* **TASK BRIEF**
Please return the lines, both ends included, that run from the one containing "If you could pin the folding" to the last line of the data below, exactly and alone.

* **RECORDS FOR THE TASK**
==*==

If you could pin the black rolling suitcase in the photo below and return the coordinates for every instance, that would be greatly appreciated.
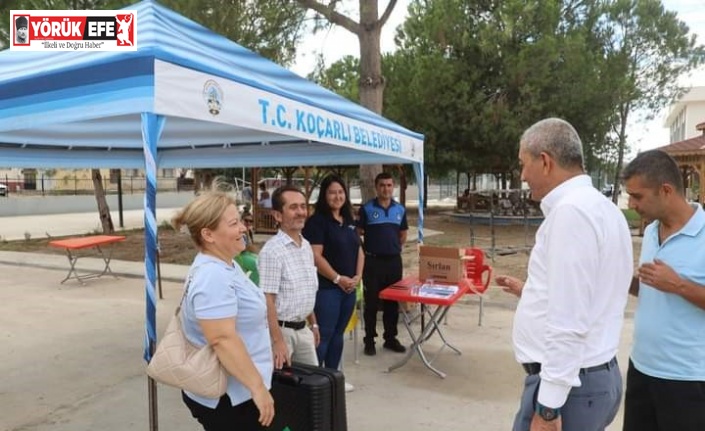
(308, 398)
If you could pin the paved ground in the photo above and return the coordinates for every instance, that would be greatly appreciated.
(72, 355)
(71, 361)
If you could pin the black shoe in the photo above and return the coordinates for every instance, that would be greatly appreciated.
(394, 345)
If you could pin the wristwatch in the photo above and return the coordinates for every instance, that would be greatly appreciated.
(548, 414)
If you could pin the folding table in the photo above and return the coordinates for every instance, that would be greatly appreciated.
(433, 307)
(97, 242)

==*==

* **SOLUTION TO THIS PROBLEM**
If you could pin the folding table in the photo above and return the coordinates for every instance, that would be greatly appreciated.
(433, 307)
(97, 242)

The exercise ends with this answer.